[GIVEN PROBLEM]
Can you retype every one of the items below word for word, leaving the pictures out of your answer?
BEGIN LISTED RECORDS
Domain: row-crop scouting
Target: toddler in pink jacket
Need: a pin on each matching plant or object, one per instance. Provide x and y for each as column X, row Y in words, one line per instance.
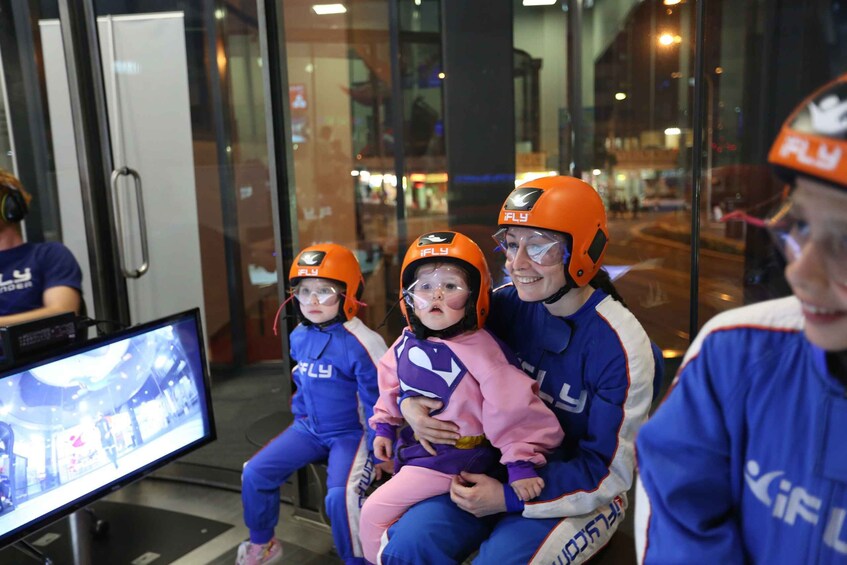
column 446, row 355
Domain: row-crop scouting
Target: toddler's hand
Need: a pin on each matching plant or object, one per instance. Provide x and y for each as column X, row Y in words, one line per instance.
column 527, row 489
column 383, row 448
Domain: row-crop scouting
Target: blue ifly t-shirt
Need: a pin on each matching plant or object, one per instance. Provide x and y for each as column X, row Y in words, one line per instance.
column 27, row 270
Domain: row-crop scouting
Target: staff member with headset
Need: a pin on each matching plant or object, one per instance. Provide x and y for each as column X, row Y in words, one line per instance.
column 36, row 279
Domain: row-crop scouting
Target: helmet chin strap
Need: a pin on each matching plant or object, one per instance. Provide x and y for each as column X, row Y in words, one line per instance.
column 558, row 294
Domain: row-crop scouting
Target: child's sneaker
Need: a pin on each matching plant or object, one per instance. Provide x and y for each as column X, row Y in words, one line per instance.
column 259, row 554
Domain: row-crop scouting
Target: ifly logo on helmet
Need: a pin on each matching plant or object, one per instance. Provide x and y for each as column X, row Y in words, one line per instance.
column 435, row 238
column 311, row 258
column 519, row 204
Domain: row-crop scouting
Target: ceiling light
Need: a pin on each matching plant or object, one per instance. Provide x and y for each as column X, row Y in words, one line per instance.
column 327, row 9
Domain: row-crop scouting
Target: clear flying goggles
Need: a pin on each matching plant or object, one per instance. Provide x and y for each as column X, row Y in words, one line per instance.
column 443, row 283
column 792, row 233
column 325, row 293
column 541, row 246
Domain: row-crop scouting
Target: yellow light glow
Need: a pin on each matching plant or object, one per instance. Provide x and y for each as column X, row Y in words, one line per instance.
column 328, row 9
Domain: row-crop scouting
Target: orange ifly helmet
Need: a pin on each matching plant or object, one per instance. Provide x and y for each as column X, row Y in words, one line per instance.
column 566, row 205
column 334, row 262
column 813, row 140
column 449, row 247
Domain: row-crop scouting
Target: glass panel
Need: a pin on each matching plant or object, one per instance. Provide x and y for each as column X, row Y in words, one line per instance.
column 193, row 126
column 206, row 183
column 750, row 91
column 636, row 96
column 339, row 74
column 6, row 155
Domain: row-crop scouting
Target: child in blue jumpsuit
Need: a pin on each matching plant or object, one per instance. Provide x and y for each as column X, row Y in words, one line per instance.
column 336, row 382
column 595, row 369
column 746, row 459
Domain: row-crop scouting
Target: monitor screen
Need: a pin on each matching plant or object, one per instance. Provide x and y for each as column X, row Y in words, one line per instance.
column 92, row 418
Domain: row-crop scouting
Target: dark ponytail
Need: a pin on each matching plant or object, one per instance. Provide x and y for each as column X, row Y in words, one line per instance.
column 603, row 281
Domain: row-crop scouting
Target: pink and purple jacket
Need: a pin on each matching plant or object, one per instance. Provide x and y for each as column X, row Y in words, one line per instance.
column 483, row 392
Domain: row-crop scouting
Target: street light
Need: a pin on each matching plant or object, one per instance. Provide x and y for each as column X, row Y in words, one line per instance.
column 664, row 41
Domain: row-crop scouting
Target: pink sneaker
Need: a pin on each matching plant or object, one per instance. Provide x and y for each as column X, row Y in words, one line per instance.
column 259, row 554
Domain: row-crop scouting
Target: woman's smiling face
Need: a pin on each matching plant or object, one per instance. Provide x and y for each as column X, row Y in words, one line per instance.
column 816, row 250
column 532, row 280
END LISTED RECORDS
[IN RESPONSE]
Domain: row-crop scouting
Target: toddler in pink jacket
Need: a pin on each matching plant or object, one per instance. Provide x and y for each as column X, row Y in words, one line per instance.
column 446, row 355
Domain: row-crop scouting
Target: toddler's hand
Need: a pin on each matching plant or object, one per instance. Provide x and y for each as column X, row Y in words, one line per instance.
column 527, row 489
column 383, row 448
Domain: row-crop scouting
Target: blue ifly t-shirt
Need: a pin on each matching plant or object, one per instance. Provide x and y for each as column X, row Y in words, one line per instance.
column 27, row 270
Domain: row-crop scouting
Target: staff member with headset
Need: a pin on each matching plant or object, one per instance. Provide x and y for each as column X, row Y in words, one line per instance.
column 36, row 279
Domain: row-crop scouting
Target: helmet chin strap
Need: a pin on each matching plant or object, one per instance. Provide x and y for each as column X, row Y in words, one line per instance.
column 558, row 294
Domain: row-crop scouting
Target: child's sneaker
Need: a pin on each matching plant or object, one per instance. Provide x and y for each as column X, row Y in words, one line per instance.
column 259, row 554
Domain: row-crop scouting
Target: ifly logo on helmet
Need: a pin on each matching plant or object, one per instance. Provide x and y for each as column X, row Y in words, one line per instance.
column 435, row 238
column 311, row 258
column 519, row 204
Domain: row-crop scouting
Target: ceiling light
Need: a pin on each matching plant or object, one per instance. Provide x and y for each as column X, row Y in words, one line per instance.
column 327, row 9
Domain: row-crop scouting
Target: clear flying goggles
Need: a pin on each matching plant or object, one per instance. Provide x and y for each as column X, row Y in words, one line per instance.
column 443, row 283
column 792, row 233
column 325, row 293
column 541, row 246
Domain: row-crop scouting
Target: yellow light glow
Need: a pin on each matching plant or object, one per instance. Provide x and y for each as column X, row Y in words, one line per instance.
column 328, row 9
Domain: row-crop scouting
Target: orange ifly helmet
Need: a pin on each matching plant or object, one per instance. Provide x and y for each as column X, row Y in words, one line per instance.
column 566, row 205
column 334, row 262
column 813, row 140
column 449, row 247
Domain: row-crop scouting
Target: glass panel
Need: a pin on each matching plant or object, one per instance. Provide x and y for each as column X, row Y in words, one line per instance.
column 193, row 126
column 206, row 183
column 750, row 91
column 636, row 96
column 339, row 74
column 6, row 155
Domain: row-crop scouting
Target: child in blue jumpsuit
Need: a pin on each matching plant or object, one per instance. Provide x and y for each as column X, row Y in words, one line per instance.
column 336, row 382
column 595, row 369
column 746, row 459
Domain: row-crop scouting
Target: monitor screen
Need: a pin on each matching plant or object, one per instance. Provide x and y for each as column X, row Y in words, one line per instance.
column 92, row 418
Domain: row-crop scouting
Target: dark ponytail
Need: a pin on each matching plant or object, one per instance. Provide x and y for each as column X, row Y in words, one line per instance.
column 603, row 281
Domain: row-crop scouting
Target: pink and purple jacket
Need: a pin on each matching plant or object, one per instance. Provide x and y for each as column X, row Y in words, one line per instance.
column 483, row 392
Domain: row-crop scouting
Target: street light
Need: a pin on each matching plant or object, one per instance. Provide x and y for each as column X, row Y in words, one line per instance.
column 664, row 41
Domain: row-crop scouting
Target: pink sneaker
Need: a pin on each matching plant or object, one per instance. Provide x and y for each as column X, row Y in words, one line per instance.
column 259, row 554
Domain: row-crop scouting
Target: woman's smiling face
Need: a pin on each matching plant or object, one per instance. Provide x and y for each as column X, row Y in words, one line per instance.
column 816, row 250
column 532, row 280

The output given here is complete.